• _What the task asks_
Could you quote, exactly as they stand, the lines running from the one with "If any sandy" to the final line of the material?
┌──
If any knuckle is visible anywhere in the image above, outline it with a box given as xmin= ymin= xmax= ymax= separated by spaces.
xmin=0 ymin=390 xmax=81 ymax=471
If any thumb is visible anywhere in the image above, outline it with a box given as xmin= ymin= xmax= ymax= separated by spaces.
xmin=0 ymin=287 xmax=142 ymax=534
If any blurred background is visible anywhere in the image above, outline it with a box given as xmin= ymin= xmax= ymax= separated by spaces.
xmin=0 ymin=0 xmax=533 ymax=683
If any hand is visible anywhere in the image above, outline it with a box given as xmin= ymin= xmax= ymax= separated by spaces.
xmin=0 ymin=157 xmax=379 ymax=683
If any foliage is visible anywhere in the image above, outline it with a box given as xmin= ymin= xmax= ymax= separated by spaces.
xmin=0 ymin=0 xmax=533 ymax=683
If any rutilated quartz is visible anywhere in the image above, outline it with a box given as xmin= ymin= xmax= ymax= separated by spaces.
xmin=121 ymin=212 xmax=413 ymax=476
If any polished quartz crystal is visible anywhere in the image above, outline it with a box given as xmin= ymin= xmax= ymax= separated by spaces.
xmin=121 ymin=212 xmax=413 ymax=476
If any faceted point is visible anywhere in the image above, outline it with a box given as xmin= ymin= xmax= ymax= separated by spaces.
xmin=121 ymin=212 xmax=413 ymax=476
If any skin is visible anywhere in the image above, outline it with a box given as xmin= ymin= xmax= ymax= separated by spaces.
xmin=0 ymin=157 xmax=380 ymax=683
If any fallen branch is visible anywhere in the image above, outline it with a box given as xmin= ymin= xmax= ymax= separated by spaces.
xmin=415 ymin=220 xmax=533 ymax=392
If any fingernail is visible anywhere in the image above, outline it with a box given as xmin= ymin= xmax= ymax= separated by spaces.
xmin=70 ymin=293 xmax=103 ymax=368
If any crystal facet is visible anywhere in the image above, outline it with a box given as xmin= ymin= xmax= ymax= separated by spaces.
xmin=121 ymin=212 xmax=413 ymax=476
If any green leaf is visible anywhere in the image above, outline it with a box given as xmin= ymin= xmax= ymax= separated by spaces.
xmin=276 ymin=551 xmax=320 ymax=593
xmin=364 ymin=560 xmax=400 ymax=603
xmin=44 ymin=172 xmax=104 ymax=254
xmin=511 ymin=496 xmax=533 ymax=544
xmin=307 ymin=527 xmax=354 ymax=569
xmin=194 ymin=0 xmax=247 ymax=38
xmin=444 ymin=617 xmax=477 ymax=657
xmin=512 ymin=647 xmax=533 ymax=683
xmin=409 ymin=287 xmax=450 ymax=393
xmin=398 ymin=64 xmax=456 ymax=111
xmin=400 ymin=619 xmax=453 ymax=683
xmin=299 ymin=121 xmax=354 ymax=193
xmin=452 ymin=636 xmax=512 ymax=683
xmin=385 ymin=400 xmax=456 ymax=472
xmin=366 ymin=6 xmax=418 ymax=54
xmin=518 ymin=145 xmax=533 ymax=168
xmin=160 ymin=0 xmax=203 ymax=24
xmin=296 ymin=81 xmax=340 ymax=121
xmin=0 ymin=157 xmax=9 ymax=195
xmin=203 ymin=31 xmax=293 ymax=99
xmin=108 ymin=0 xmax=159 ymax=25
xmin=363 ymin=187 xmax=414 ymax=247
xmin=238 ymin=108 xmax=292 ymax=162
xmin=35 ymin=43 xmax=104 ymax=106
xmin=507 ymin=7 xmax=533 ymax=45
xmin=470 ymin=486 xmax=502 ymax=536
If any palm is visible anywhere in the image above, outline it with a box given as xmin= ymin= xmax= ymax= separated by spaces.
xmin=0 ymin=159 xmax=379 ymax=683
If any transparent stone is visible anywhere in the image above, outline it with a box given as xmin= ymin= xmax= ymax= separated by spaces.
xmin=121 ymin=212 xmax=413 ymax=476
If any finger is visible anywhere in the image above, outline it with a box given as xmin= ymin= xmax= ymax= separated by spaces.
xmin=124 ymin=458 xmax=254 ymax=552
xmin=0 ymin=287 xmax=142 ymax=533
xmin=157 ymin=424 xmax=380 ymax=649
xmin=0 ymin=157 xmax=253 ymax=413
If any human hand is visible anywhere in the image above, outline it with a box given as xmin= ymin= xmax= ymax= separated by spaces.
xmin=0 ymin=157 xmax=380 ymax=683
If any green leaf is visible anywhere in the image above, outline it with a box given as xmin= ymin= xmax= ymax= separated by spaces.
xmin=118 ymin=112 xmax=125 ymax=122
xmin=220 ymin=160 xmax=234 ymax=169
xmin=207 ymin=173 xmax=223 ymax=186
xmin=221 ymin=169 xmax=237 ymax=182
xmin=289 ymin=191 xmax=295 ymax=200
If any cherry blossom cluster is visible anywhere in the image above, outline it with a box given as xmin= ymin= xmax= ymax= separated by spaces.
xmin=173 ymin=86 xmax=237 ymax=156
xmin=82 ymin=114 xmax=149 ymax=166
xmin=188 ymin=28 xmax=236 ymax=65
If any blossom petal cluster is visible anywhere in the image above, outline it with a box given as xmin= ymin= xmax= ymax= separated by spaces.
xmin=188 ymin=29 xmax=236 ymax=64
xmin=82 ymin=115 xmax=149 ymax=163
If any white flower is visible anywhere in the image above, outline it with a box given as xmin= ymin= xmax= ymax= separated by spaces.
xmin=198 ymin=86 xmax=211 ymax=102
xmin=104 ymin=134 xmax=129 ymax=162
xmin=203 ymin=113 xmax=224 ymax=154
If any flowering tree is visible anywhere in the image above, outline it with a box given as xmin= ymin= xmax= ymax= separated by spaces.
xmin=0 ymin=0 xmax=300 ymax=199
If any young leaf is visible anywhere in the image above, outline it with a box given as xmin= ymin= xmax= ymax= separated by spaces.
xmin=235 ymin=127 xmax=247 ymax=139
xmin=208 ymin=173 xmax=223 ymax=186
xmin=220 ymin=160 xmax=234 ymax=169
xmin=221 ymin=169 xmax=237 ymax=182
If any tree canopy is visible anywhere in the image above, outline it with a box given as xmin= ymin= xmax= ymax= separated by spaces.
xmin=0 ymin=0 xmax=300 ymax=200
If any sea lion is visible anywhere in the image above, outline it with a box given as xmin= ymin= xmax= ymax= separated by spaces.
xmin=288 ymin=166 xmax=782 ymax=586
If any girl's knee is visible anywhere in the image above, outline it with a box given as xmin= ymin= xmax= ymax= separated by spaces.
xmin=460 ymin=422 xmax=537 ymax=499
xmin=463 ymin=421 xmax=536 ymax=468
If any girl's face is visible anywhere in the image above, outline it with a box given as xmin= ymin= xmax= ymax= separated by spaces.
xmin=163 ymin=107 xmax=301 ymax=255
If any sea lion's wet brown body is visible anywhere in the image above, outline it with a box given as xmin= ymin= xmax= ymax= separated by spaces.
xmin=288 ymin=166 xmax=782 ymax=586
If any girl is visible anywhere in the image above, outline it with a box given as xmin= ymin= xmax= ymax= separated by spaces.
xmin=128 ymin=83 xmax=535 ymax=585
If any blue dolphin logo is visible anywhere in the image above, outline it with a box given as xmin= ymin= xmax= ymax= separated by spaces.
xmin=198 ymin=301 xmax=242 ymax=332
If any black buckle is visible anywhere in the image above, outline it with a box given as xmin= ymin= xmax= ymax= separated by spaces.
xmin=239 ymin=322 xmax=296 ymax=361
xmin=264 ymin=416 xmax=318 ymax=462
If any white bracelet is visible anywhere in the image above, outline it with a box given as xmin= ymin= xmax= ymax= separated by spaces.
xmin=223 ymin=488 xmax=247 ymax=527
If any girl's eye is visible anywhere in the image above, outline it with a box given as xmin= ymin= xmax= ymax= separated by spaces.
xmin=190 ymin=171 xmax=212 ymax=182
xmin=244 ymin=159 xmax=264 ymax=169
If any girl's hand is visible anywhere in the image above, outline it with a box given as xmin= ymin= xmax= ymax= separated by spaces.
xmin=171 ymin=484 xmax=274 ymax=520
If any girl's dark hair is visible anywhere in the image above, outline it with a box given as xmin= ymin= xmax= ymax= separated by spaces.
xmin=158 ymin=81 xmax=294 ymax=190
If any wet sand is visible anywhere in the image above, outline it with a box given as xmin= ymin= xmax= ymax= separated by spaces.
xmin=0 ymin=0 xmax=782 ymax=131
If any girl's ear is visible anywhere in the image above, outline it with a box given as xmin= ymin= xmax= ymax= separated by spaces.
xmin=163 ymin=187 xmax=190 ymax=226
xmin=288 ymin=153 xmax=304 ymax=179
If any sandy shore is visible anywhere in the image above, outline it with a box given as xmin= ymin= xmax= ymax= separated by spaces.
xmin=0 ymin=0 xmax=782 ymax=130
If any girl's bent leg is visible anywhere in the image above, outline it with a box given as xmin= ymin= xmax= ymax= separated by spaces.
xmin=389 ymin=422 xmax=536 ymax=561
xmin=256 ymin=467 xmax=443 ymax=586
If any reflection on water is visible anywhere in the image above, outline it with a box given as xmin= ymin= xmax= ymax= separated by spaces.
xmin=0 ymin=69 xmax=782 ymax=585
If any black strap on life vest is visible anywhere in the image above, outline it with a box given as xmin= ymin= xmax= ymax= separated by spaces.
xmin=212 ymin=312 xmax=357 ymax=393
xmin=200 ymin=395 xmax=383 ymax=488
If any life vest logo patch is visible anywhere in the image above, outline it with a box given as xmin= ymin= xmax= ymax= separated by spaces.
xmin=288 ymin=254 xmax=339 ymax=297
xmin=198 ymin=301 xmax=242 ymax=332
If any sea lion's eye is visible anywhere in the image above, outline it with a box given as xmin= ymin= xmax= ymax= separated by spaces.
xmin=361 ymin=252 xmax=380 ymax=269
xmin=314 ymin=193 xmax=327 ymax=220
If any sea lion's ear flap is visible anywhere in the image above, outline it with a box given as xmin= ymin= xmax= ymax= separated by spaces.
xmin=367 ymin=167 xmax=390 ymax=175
└──
• _Solution for this problem_
If any sandy shore is visible anywhere in the image above, outline it with a box given as xmin= ymin= xmax= ymax= separated by spaces.
xmin=0 ymin=0 xmax=782 ymax=130
If any girl's bent leg is visible anywhere in the image above, outline it with a box given as xmin= ymin= xmax= ymax= separated by spaces.
xmin=389 ymin=422 xmax=536 ymax=561
xmin=256 ymin=467 xmax=443 ymax=586
If any reflection on water is visible anywhere in the image above, outline it with a box given as xmin= ymin= xmax= ymax= separated by spaces.
xmin=0 ymin=69 xmax=782 ymax=585
If any black strap on life vest is visible anywhere in the image above, outline it with a box given as xmin= ymin= xmax= ymax= separated by spaces.
xmin=212 ymin=312 xmax=357 ymax=393
xmin=200 ymin=395 xmax=383 ymax=488
If any life vest logo patch is visible anywhere in the image above, outline it with a box given as xmin= ymin= xmax= ymax= separated by spaces.
xmin=288 ymin=254 xmax=339 ymax=297
xmin=198 ymin=301 xmax=242 ymax=332
If any sea lion's eye is visible anywhere in the image above, outline it with a box given as xmin= ymin= xmax= ymax= separated by spaces.
xmin=361 ymin=252 xmax=380 ymax=269
xmin=314 ymin=193 xmax=327 ymax=220
If any sea lion's ear flap is visible anywhere in the image above, outline it with a box given as xmin= ymin= xmax= ymax= separated by spaces.
xmin=367 ymin=167 xmax=390 ymax=175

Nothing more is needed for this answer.